* BEGIN PROVIDED RECORDS *

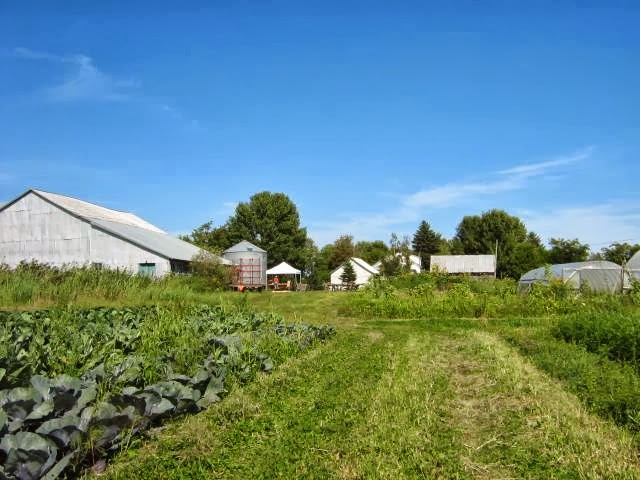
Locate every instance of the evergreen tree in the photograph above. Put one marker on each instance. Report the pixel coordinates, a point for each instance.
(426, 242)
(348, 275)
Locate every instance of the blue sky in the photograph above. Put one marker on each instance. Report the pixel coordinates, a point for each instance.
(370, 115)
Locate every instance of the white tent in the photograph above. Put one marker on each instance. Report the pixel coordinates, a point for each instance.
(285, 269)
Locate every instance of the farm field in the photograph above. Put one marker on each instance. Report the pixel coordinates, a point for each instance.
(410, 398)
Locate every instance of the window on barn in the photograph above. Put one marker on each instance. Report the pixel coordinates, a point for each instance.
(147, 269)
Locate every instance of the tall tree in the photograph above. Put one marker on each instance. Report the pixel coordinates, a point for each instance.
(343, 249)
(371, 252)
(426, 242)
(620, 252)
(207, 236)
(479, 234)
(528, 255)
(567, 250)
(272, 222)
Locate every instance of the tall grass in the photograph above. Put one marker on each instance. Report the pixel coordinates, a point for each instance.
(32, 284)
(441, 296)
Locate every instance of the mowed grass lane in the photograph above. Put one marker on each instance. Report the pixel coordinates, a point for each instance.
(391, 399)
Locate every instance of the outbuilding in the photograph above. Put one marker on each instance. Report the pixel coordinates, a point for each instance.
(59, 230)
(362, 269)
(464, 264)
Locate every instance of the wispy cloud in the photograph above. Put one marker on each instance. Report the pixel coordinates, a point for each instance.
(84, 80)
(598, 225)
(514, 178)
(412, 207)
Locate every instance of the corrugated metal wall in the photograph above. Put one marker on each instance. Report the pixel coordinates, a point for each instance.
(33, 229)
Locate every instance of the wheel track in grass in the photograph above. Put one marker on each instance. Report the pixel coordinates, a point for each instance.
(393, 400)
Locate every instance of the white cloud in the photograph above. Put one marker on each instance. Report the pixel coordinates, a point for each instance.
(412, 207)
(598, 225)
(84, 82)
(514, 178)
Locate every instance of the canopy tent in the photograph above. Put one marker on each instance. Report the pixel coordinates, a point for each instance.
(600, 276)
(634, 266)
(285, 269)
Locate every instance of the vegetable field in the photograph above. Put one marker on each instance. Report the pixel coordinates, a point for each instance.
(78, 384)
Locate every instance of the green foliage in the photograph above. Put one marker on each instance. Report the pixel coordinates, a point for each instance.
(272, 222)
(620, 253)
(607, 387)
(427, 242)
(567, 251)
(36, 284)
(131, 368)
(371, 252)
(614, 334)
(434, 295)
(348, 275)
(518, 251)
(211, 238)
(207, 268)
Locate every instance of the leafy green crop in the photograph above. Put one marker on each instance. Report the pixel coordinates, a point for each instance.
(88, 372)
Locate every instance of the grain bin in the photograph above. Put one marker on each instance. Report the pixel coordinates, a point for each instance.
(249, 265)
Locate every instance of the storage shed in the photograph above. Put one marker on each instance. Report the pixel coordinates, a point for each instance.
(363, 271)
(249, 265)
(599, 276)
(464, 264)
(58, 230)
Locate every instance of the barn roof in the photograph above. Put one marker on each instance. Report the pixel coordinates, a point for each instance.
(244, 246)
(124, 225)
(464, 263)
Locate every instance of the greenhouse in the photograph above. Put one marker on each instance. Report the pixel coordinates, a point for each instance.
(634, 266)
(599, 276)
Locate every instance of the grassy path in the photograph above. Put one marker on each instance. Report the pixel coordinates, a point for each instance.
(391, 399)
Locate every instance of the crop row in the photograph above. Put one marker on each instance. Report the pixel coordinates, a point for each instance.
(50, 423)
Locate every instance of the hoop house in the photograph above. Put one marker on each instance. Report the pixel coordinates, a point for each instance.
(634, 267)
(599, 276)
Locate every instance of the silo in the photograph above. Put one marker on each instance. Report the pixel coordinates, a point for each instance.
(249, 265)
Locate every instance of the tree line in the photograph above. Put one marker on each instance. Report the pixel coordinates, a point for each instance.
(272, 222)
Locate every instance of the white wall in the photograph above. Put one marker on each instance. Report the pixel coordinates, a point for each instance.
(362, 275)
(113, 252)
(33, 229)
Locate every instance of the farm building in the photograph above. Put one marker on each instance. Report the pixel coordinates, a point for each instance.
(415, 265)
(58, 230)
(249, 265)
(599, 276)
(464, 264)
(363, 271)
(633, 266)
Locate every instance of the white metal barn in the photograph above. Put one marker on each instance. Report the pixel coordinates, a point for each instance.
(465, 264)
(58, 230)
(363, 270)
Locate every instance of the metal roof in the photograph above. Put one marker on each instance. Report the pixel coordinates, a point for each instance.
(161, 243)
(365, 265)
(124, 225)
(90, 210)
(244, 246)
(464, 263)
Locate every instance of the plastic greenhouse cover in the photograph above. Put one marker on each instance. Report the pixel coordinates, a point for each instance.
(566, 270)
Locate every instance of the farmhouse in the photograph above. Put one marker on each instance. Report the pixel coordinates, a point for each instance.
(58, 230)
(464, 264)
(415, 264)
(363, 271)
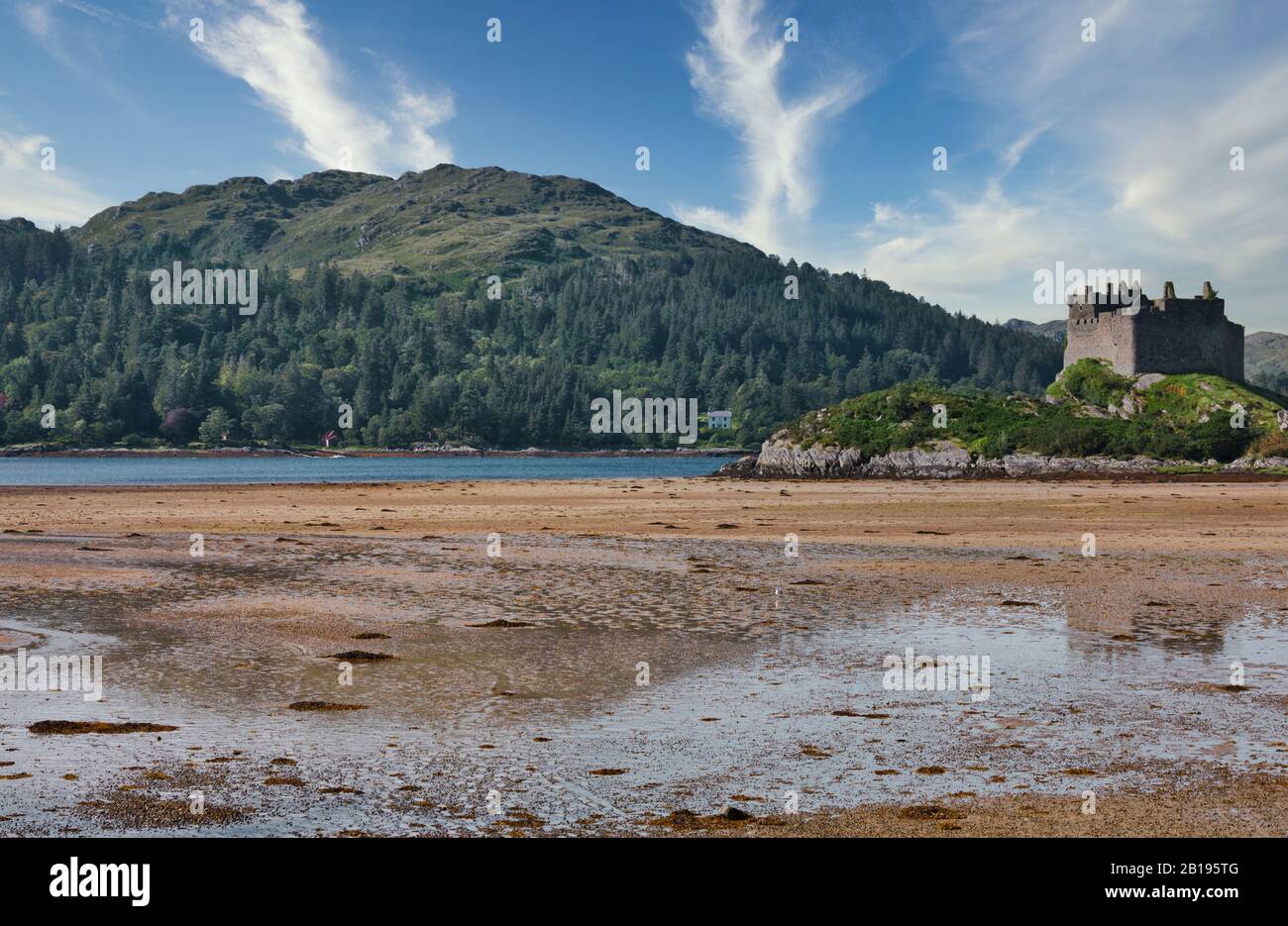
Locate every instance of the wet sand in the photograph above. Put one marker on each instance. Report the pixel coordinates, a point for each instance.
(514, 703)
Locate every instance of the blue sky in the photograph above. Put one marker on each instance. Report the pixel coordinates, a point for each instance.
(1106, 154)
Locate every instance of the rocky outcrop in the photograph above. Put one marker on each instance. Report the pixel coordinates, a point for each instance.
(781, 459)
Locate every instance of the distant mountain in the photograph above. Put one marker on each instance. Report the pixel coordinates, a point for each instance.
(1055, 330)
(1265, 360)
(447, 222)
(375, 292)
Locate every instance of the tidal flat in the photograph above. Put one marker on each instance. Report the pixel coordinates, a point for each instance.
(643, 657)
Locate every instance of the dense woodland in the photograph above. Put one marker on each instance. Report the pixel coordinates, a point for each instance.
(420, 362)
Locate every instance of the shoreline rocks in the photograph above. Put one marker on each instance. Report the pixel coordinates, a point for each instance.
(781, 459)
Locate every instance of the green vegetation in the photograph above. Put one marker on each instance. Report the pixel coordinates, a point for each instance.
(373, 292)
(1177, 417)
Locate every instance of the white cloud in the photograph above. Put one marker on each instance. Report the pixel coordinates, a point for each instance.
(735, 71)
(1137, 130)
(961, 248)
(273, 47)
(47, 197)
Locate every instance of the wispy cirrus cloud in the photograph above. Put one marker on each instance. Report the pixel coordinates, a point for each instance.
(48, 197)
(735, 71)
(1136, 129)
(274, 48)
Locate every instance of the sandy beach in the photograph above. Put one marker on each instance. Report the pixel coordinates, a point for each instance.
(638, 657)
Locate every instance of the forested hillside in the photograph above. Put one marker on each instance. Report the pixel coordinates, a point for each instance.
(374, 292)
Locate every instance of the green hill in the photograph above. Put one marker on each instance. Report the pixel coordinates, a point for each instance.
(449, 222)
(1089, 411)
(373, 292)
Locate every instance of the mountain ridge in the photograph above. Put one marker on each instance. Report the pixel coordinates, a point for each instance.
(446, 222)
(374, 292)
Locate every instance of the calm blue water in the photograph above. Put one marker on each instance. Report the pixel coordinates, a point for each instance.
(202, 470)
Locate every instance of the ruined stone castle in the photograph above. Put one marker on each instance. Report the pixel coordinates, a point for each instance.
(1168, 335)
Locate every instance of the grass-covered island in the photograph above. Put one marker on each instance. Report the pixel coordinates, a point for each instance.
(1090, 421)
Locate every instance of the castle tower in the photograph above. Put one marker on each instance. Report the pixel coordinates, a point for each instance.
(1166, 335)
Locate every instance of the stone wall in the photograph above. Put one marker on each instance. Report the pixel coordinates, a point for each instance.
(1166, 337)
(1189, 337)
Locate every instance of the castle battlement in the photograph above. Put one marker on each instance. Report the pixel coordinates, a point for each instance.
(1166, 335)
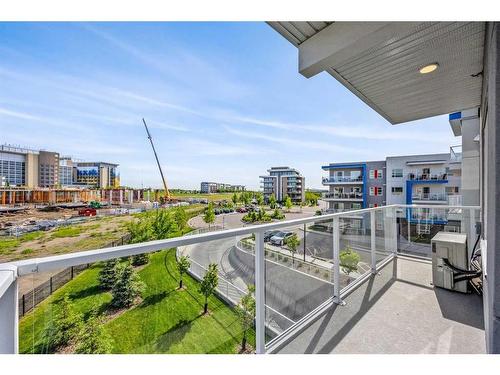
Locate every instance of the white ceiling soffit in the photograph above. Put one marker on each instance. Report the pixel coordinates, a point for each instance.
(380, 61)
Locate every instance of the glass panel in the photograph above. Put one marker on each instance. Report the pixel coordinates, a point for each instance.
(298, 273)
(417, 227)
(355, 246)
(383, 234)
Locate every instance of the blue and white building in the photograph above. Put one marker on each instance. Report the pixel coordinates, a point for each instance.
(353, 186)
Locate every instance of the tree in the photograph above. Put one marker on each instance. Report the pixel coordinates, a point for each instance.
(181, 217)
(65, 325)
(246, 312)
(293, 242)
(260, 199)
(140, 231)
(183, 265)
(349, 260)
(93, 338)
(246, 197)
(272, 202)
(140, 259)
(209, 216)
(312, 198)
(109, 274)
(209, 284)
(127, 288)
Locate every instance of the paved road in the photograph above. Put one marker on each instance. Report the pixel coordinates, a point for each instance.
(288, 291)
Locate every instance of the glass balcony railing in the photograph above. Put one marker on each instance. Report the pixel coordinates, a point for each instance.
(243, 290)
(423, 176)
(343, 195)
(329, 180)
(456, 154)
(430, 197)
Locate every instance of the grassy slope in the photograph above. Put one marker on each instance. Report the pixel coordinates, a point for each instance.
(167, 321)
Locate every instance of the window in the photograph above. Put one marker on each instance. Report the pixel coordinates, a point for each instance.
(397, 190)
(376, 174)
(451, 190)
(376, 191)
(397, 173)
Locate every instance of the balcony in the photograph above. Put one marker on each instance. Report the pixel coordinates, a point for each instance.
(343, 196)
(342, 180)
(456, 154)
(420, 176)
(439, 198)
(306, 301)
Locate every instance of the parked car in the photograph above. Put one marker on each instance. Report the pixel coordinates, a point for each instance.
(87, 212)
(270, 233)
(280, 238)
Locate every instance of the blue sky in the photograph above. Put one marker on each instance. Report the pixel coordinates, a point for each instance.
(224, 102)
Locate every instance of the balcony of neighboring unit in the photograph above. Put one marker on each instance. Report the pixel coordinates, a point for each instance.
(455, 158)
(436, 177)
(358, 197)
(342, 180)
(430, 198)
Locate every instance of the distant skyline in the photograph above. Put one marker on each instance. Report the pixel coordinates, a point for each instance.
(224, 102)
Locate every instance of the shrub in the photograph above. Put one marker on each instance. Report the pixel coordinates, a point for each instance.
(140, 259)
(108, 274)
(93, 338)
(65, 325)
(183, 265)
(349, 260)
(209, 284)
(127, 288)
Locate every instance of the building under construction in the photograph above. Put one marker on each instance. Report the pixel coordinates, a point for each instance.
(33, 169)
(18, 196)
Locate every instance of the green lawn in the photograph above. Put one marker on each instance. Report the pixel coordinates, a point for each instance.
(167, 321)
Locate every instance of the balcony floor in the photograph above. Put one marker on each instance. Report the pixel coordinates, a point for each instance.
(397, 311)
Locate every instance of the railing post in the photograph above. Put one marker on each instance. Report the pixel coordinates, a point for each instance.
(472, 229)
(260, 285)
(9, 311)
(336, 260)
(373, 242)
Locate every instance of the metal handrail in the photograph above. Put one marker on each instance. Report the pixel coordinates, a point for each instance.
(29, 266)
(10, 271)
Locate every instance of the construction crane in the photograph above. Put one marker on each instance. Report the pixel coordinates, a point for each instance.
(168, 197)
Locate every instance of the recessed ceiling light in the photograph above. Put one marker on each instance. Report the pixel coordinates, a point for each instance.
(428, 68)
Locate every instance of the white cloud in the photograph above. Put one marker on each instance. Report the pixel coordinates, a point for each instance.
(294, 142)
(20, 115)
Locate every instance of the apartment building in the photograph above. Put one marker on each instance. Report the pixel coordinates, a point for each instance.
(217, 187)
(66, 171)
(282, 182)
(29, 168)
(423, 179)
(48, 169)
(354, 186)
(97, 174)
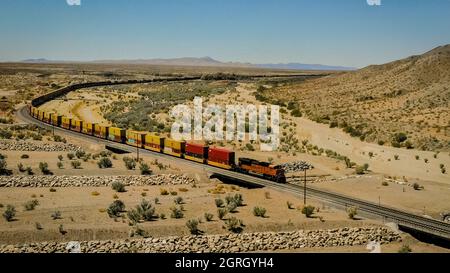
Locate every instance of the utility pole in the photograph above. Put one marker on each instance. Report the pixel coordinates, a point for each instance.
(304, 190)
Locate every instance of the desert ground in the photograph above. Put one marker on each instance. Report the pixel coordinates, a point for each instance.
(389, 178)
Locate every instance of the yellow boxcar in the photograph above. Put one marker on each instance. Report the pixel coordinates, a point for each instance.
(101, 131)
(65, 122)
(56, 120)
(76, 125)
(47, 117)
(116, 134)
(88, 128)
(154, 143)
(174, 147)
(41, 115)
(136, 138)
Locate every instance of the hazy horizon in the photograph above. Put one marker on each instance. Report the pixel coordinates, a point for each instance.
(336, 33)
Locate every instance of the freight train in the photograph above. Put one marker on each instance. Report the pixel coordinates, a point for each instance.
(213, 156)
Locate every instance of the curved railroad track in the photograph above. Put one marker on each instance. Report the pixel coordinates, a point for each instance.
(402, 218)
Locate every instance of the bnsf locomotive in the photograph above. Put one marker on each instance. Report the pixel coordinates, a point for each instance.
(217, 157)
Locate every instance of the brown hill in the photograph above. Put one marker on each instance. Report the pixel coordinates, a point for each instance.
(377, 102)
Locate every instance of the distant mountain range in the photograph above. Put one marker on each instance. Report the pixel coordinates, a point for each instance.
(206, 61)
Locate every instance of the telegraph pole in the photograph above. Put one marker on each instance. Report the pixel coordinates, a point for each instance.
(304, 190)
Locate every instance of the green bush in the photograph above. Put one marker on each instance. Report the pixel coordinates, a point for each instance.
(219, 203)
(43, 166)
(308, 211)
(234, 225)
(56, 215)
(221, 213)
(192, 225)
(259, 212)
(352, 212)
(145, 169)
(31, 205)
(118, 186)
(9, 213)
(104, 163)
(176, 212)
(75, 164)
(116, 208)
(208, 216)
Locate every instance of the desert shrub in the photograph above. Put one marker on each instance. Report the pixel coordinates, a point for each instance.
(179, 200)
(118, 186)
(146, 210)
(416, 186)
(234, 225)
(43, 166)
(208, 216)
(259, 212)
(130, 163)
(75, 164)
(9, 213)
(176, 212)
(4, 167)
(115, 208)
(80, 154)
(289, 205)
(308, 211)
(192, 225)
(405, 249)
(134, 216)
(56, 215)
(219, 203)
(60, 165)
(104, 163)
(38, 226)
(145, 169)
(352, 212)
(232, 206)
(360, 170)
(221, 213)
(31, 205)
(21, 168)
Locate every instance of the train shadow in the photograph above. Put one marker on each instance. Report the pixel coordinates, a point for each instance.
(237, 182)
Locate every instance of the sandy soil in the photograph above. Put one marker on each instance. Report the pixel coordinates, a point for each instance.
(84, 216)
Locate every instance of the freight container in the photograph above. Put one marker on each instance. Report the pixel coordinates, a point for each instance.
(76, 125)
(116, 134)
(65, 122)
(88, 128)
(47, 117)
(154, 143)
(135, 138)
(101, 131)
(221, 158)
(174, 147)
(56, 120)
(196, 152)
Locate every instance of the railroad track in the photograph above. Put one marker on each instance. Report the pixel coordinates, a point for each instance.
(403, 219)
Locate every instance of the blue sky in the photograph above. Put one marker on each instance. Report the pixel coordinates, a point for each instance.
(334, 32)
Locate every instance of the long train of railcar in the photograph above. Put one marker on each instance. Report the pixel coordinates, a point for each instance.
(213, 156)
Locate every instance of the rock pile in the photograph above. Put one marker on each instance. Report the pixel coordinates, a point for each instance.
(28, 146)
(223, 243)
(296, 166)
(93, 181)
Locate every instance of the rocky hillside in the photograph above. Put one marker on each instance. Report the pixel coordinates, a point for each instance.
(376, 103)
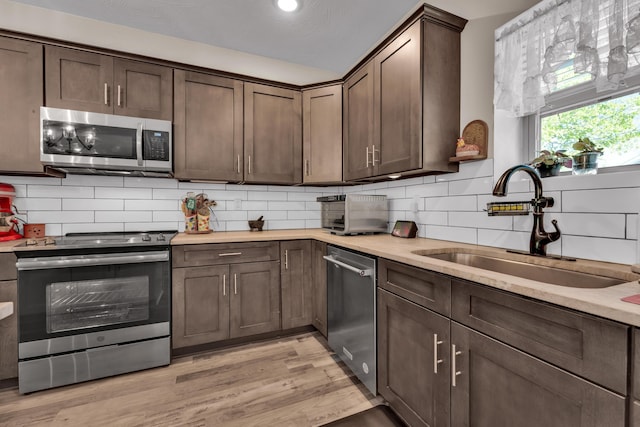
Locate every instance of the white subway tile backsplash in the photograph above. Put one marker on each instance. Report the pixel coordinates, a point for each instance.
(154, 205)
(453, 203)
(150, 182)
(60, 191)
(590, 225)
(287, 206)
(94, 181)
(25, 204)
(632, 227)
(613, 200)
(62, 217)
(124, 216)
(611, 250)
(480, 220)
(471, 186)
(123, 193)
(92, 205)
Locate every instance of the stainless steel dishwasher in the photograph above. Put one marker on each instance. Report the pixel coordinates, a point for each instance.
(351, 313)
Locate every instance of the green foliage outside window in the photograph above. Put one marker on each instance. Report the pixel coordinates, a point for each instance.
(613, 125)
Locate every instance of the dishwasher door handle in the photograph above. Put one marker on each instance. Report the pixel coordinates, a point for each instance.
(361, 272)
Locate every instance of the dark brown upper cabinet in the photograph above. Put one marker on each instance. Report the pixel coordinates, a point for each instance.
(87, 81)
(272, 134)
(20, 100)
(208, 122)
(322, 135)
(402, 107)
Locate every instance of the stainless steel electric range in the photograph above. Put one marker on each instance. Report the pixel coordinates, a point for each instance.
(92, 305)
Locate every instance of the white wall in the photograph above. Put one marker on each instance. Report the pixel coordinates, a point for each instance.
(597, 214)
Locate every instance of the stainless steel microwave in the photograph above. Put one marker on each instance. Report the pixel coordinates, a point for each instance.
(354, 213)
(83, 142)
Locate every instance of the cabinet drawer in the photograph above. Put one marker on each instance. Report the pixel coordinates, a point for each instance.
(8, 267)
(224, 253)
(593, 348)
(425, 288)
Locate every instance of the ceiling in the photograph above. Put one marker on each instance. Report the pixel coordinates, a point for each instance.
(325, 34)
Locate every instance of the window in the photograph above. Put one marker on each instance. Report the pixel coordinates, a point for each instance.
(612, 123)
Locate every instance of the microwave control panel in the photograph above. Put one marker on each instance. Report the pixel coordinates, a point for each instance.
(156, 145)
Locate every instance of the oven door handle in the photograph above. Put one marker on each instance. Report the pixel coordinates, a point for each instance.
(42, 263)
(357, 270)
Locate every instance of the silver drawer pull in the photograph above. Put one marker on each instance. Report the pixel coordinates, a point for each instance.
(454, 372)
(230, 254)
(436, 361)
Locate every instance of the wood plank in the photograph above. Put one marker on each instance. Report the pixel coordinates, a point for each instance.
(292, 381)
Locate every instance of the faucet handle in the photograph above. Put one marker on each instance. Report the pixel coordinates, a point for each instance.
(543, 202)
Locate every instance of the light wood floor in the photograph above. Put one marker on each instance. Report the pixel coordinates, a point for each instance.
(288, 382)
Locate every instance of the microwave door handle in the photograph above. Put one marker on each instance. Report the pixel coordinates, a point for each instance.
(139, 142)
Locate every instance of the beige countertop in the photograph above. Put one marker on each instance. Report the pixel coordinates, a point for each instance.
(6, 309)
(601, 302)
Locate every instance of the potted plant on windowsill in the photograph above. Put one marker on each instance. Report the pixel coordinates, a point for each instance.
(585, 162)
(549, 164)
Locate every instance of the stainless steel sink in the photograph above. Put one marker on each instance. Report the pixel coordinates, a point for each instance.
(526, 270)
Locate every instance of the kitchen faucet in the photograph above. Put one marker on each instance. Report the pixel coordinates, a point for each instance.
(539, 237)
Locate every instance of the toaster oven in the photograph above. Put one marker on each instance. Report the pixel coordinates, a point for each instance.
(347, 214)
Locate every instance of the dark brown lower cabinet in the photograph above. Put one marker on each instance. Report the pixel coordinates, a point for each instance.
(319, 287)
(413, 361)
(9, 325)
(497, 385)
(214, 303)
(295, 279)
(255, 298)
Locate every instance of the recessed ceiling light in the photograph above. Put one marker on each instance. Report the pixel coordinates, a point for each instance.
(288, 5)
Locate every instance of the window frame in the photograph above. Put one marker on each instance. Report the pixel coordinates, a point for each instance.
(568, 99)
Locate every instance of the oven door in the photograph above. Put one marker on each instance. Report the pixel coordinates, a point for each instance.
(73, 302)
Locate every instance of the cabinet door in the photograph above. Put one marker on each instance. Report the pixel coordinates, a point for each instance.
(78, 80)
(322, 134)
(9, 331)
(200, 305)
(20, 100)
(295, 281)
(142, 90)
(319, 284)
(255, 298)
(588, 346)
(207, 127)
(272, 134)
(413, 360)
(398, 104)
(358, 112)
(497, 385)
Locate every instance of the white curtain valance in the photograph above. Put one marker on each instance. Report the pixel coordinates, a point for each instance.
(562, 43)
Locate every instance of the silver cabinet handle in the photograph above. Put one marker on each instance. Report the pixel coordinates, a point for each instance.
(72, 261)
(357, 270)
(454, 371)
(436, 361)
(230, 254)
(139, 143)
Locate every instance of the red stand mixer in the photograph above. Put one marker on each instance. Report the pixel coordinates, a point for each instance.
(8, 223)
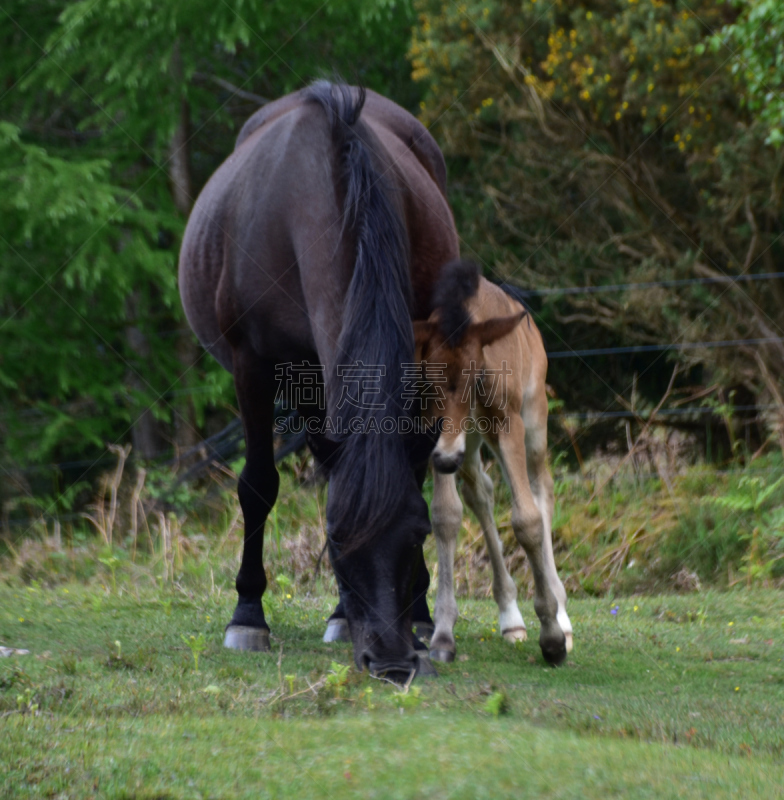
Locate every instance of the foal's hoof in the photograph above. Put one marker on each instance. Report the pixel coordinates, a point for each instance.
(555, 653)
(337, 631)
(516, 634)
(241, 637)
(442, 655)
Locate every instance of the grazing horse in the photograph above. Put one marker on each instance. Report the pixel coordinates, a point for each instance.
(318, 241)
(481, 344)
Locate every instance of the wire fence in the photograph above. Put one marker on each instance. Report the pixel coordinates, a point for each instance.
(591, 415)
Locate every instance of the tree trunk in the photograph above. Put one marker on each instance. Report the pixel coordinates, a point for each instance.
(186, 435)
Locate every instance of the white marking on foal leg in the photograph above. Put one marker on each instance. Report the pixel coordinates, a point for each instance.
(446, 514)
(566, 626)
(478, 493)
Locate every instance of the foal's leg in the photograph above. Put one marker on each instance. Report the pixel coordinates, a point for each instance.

* END PROVIDED RECORDS *

▶ _EXERCISE REQUIREMENTS_: Rescale the stretch of records from the line containing "Locate every instance of the grass-covered" through the line containing "(1189, 337)", and give all those lines again, requests included. Multiply every coordinate in the answers by 2.3 and round to whole numbers, with halves rounded up.

▶ _WRITTEN RESPONSE_:
Locate every instance of the grass-covered island in the photograph above. Put one marker on each instance. Report the pixel coordinates, a point for each instance.
(2507, 968)
Locate every instance of the castle tower in the photograph above. Put one marker on each instance. Report the pixel coordinates, a point for each instance.
(2682, 771)
Locate every instance of the stone wall in the photograph above. Put one marker on each instance. Report the pixel coordinates, a point for each instance.
(2682, 775)
(2735, 775)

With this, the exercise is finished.